→ **Data for this exercise**:

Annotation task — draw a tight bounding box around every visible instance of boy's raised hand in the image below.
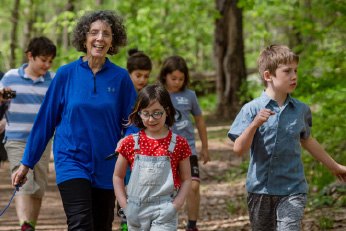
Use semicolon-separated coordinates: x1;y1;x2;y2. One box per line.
253;108;275;127
331;164;346;182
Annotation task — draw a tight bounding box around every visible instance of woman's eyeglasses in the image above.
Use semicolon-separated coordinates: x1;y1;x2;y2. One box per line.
87;31;113;38
138;110;165;120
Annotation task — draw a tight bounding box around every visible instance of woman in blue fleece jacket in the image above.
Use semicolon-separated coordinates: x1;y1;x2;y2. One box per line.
12;11;136;231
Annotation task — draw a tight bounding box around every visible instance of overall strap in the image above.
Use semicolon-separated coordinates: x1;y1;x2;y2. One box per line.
132;133;139;150
168;132;177;153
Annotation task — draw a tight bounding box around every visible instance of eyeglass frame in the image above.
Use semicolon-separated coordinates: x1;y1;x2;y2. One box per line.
86;31;114;38
138;109;166;120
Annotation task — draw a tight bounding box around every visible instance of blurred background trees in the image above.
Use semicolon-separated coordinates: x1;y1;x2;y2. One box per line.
0;0;346;191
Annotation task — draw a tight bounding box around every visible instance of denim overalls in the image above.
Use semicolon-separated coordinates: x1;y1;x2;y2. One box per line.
124;133;178;231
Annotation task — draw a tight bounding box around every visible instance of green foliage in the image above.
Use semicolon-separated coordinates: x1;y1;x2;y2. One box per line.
198;94;217;112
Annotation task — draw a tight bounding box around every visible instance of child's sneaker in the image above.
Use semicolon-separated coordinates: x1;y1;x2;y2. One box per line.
120;223;128;231
21;221;35;231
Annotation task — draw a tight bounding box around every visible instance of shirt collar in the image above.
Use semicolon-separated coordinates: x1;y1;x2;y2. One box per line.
260;90;295;106
78;56;111;71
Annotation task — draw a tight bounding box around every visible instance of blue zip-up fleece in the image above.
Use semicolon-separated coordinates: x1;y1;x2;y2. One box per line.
22;57;137;189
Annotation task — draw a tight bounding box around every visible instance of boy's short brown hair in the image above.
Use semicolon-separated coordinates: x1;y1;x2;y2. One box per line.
257;45;299;87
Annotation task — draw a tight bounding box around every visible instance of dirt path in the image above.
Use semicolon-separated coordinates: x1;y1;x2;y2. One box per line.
0;139;346;231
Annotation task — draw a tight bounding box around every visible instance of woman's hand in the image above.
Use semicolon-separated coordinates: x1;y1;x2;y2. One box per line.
12;164;29;190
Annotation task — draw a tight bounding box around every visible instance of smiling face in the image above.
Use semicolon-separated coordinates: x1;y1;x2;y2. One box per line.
84;20;113;58
140;101;167;136
166;70;185;93
265;62;298;95
130;70;150;91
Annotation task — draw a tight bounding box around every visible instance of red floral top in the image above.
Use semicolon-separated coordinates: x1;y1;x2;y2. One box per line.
117;129;192;188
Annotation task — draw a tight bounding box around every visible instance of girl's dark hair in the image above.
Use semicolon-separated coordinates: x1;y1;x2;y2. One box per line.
25;36;56;59
72;10;127;55
157;55;190;91
128;84;176;128
127;48;152;73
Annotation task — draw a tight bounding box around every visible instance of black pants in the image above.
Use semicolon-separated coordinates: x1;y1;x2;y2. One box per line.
58;178;115;231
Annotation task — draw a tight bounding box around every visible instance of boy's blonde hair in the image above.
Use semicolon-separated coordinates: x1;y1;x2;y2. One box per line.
257;45;299;87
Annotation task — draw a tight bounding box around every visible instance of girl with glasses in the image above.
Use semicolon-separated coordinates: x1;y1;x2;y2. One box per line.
113;84;191;231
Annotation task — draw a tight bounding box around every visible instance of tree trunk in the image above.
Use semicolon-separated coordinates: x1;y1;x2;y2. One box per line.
214;0;246;119
62;0;75;51
10;0;20;68
22;0;34;63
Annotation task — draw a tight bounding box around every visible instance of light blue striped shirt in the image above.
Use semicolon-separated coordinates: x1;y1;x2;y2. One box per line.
0;63;55;141
228;91;312;195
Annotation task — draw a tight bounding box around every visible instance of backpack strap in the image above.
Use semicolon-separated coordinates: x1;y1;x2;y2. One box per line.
132;133;139;150
168;132;177;153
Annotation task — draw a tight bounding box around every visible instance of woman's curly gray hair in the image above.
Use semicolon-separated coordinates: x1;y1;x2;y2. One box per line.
72;10;127;55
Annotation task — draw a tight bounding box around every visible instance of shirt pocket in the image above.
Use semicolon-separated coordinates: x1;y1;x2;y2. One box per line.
139;162;165;186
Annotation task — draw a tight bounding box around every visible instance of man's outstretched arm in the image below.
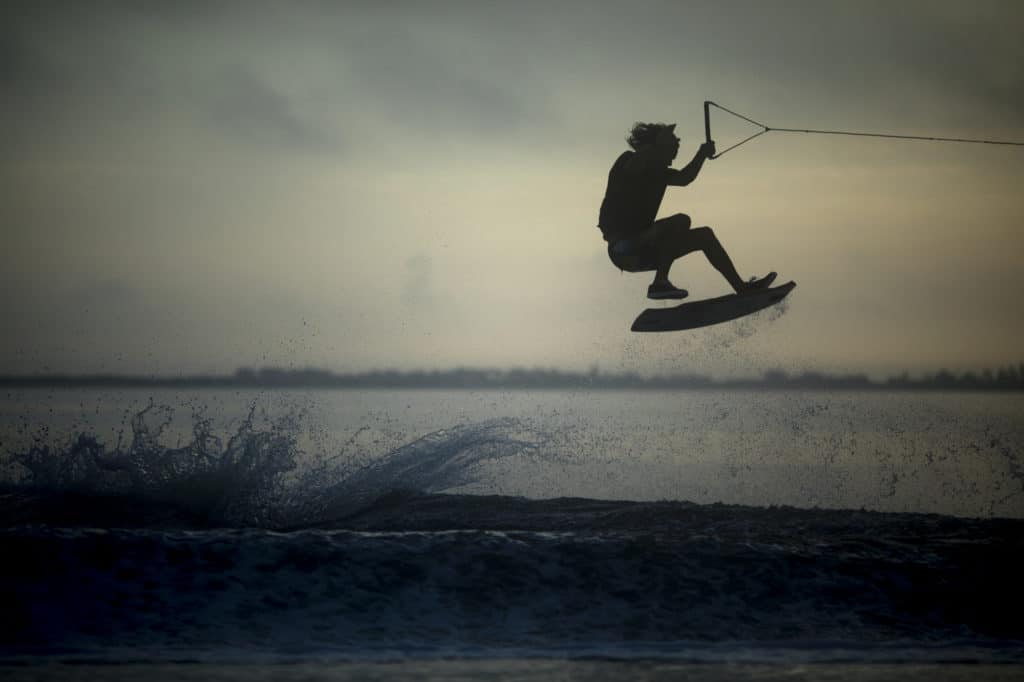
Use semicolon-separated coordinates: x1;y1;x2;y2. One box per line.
669;142;715;186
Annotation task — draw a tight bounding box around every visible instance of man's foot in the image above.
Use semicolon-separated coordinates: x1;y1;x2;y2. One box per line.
737;272;778;294
647;282;690;300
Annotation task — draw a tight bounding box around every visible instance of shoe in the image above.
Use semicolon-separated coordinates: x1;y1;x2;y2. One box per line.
743;272;778;293
647;283;690;300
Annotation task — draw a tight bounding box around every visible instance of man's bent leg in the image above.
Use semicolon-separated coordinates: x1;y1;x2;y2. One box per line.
650;213;692;285
651;220;748;293
690;227;746;294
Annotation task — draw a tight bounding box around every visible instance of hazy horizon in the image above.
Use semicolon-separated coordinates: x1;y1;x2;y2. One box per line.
0;0;1024;377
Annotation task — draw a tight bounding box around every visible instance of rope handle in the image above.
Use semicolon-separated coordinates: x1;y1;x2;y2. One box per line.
705;99;1024;159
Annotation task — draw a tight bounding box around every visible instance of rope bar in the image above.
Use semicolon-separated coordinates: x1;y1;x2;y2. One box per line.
705;100;1024;159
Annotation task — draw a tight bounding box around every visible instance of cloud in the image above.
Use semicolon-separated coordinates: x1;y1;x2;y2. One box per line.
198;68;339;152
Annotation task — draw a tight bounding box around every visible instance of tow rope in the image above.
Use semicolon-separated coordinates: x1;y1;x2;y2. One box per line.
705;100;1024;159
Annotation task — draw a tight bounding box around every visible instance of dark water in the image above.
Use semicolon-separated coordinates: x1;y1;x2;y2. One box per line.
0;391;1024;667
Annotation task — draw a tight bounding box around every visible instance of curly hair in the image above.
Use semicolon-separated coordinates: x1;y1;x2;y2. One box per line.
626;122;676;150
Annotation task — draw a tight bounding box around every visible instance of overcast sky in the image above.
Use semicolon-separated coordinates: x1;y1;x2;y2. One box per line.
0;0;1024;376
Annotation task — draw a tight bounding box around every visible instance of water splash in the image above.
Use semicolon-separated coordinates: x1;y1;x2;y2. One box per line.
9;401;545;527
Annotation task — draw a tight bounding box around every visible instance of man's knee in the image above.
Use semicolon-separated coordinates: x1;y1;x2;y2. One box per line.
669;213;693;229
690;227;718;249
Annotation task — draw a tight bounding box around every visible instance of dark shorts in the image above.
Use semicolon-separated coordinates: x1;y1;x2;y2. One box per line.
608;239;657;272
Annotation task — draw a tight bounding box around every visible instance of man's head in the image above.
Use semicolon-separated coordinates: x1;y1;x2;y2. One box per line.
626;123;679;165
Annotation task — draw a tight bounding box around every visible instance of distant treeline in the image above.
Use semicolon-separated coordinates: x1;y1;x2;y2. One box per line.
0;364;1024;391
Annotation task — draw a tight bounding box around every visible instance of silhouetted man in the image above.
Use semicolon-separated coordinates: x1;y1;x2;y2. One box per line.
598;123;775;299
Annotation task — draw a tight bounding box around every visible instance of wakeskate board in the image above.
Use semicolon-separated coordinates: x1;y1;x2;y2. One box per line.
630;282;797;332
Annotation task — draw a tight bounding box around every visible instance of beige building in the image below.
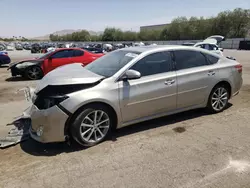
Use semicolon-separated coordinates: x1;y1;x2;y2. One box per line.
140;24;169;31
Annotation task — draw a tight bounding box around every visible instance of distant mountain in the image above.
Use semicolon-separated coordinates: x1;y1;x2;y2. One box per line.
32;29;103;40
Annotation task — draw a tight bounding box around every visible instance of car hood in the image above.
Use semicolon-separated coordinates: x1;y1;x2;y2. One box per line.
203;35;225;45
35;63;104;93
9;58;43;68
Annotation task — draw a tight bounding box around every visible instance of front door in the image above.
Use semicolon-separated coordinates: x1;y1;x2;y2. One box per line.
174;50;219;109
119;52;177;123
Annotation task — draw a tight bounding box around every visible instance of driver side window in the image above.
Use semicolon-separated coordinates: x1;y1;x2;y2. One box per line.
51;50;73;59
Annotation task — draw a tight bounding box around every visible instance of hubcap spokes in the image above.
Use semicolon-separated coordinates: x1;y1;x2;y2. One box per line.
212;87;228;111
80;110;110;143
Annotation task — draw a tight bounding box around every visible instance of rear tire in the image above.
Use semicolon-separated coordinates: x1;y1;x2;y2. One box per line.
24;66;43;80
70;104;114;146
207;84;229;113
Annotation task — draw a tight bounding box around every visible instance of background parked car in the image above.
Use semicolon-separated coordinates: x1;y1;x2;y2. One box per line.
23;44;31;50
0;43;6;51
15;43;23;50
31;43;41;53
8;48;104;80
82;47;104;54
0;52;11;66
239;40;250;50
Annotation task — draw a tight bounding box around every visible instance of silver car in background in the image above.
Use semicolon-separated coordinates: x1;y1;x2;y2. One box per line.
23;46;242;146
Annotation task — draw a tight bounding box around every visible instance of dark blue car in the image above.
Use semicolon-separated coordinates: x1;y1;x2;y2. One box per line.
0;52;11;66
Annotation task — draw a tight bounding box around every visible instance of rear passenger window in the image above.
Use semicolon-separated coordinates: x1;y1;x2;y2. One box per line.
174;50;208;70
131;52;172;76
204;54;219;64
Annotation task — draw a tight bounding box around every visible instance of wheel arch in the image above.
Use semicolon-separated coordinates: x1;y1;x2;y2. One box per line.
213;80;232;99
64;101;118;135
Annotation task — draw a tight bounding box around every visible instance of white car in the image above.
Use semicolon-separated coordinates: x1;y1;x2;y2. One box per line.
194;35;225;56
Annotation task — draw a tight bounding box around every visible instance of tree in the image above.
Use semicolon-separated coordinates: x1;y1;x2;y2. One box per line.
102;27;116;41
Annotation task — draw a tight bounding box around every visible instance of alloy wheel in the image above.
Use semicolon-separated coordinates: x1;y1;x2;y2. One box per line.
80;110;110;143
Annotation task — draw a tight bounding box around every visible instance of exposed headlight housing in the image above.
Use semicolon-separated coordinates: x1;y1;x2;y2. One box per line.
34;96;69;110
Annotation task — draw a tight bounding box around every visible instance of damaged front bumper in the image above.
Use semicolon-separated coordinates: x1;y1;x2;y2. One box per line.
0;87;69;148
23;87;69;143
29;105;68;143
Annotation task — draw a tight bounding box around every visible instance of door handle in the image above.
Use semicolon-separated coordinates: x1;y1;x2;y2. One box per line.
207;71;215;76
164;80;175;85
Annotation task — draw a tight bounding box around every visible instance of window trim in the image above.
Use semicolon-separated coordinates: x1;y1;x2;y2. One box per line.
115;50;176;82
172;49;214;71
50;49;74;59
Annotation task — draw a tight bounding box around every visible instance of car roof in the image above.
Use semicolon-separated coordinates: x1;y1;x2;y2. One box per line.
120;45;205;53
195;42;216;46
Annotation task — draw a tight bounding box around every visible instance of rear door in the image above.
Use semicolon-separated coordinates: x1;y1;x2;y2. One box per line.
46;49;73;72
174;50;219;108
119;52;177;123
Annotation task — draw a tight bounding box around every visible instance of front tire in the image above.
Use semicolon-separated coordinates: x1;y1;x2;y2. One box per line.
207;85;229;113
70;104;114;146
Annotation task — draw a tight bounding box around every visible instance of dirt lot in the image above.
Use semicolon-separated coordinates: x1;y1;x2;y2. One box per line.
0;50;250;188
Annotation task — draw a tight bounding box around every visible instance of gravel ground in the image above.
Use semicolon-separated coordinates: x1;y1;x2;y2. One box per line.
0;50;250;188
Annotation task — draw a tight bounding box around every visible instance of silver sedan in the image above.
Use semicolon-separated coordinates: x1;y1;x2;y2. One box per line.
23;46;242;146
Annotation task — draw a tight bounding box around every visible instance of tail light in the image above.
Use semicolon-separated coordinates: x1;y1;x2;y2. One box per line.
234;64;242;73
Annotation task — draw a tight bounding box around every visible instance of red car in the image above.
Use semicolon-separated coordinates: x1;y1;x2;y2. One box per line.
8;48;104;80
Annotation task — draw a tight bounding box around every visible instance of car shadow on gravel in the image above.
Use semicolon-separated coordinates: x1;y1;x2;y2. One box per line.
20;103;232;156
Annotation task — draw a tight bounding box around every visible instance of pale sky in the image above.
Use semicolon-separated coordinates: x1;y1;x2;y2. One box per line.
0;0;250;37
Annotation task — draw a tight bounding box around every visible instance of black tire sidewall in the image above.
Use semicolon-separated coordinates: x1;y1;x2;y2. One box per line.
207;85;229;113
70;104;114;147
24;66;43;80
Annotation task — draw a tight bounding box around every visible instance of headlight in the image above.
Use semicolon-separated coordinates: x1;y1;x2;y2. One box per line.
34;96;69;109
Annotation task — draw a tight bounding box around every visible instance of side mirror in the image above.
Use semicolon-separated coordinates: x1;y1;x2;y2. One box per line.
122;69;141;81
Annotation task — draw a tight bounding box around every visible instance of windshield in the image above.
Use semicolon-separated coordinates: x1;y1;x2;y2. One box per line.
85;50;140;78
38;51;54;59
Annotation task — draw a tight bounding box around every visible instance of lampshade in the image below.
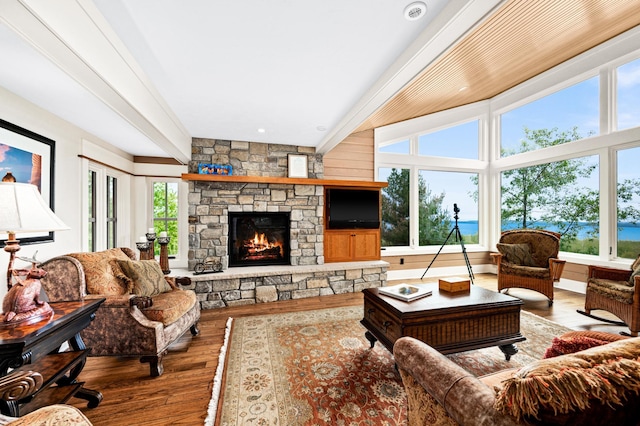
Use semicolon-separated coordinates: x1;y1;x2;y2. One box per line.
0;182;69;233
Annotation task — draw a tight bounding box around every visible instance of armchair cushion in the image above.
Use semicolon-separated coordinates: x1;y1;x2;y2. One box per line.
69;248;130;296
142;290;198;326
496;243;535;266
587;278;634;305
494;338;640;420
117;260;171;296
629;256;640;287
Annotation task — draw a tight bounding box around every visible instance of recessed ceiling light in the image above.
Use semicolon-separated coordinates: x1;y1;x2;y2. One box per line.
404;1;427;21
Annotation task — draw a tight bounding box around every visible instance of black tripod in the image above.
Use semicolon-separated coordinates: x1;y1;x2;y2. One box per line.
420;204;474;284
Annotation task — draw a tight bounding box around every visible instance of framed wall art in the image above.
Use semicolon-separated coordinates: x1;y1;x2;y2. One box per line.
0;119;56;247
287;154;309;178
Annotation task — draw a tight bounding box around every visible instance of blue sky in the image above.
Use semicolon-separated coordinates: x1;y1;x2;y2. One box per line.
380;59;640;225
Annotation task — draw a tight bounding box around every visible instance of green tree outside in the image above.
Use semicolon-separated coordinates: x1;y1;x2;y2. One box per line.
153;182;178;256
500;127;640;258
381;168;457;247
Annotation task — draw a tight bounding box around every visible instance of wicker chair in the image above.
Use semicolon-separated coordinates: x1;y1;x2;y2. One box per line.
578;257;640;337
491;229;566;306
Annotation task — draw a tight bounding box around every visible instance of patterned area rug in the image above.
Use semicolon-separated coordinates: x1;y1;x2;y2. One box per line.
212;306;569;426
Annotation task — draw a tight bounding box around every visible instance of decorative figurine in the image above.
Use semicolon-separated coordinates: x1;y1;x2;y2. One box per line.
2;263;53;325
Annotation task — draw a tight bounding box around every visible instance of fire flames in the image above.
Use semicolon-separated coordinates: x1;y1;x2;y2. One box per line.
243;232;283;259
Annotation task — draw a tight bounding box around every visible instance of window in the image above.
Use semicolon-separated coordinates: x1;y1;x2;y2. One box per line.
500;156;600;255
617;148;640;259
418;120;478;159
378;168;409;247
107;176;118;249
82;162;128;251
616;59;640;130
375;30;640;263
153;182;178;256
87;170;97;251
418;170;478;246
500;77;599;157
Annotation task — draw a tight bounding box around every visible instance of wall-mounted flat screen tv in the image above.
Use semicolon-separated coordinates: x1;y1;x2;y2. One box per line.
325;188;380;229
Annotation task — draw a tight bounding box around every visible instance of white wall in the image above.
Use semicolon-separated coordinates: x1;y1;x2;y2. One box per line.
0;87;186;298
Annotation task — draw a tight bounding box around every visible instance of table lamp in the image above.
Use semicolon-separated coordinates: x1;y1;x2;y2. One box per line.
0;181;69;324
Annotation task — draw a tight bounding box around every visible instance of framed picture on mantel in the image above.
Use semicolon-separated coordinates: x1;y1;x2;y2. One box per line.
288;154;309;178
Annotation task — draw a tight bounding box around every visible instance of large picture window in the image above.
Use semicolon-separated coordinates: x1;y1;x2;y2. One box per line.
616;147;640;259
153;182;178;256
616;59;640;130
500;77;600;157
500;156;600;255
375;38;640;262
418;170;478;246
378;168;410;247
418;120;478;159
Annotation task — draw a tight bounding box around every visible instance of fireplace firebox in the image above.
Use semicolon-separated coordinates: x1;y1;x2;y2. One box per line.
229;212;291;266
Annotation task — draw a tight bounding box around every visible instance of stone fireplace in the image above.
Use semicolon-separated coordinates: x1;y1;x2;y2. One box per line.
188;138;324;270
182;138;389;309
229;212;291;267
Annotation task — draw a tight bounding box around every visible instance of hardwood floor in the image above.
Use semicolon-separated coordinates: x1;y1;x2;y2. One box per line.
69;274;627;426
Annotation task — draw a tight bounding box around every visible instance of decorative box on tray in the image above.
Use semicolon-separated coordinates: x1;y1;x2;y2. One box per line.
438;277;471;293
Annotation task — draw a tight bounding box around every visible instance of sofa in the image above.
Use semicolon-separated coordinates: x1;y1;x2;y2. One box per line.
393;332;640;426
40;247;200;377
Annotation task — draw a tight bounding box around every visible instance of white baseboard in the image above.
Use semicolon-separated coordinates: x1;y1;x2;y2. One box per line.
387;265;496;281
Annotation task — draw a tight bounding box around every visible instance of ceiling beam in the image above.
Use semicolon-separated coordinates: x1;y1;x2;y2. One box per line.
316;0;505;154
0;0;191;164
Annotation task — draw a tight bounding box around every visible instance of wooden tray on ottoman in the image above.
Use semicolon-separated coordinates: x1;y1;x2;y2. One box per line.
360;284;525;360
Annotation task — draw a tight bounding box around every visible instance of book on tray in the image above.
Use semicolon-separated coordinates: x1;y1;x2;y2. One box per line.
378;284;432;302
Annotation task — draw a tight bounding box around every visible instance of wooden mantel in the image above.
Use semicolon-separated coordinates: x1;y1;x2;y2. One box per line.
182;173;388;189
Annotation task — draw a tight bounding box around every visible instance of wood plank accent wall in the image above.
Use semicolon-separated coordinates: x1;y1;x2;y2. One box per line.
323;130;375;181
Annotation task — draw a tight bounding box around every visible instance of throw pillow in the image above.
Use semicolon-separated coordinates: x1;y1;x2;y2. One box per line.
68;248;129;296
118;260;171;296
496;243;536;266
494;338;640;421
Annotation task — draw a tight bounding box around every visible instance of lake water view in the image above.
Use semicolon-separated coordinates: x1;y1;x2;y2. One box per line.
458;220;640;241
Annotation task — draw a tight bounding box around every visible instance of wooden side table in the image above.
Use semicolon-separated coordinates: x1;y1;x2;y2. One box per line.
0;299;105;417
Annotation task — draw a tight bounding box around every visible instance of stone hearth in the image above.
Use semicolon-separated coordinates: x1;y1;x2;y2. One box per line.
184;138;389;309
171;261;389;309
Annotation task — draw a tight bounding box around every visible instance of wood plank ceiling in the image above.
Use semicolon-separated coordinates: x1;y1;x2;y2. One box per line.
354;0;640;133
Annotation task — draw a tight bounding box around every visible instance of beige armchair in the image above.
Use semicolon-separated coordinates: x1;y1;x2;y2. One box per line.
0;371;91;426
578;257;640;337
40;248;200;377
491;229;566;306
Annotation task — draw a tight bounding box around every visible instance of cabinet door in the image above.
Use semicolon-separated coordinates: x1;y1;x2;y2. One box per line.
351;230;380;260
324;231;353;262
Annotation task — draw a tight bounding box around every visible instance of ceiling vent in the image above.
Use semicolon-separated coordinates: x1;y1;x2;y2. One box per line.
404;1;427;21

→ **Brief**: Retype the records word for word, starting at the line that contains "accent wall in the image above." and ending at the line that contains "458;220;640;241", with both of those lines included.

→ **Reply**:
Annotation task — draw a tight bounding box around every visible instance of wood plank accent wall in the image above.
Use semicolon-separated coordinates: x1;y1;x2;y2. One box per line.
323;130;375;181
Annotation task — draw a tight bounding box around every visible instance of throw pillow in the image above.
Use semicolon-separated coordinates: x1;y1;x2;y2. One box per line.
68;248;129;296
118;260;171;296
496;243;536;266
494;338;640;421
Annotation task — draw a tight bounding box around every visible instance of lake water view in the image above.
Use semicolon-separated coordinates: x1;y1;x2;y2. One box per line.
458;220;640;241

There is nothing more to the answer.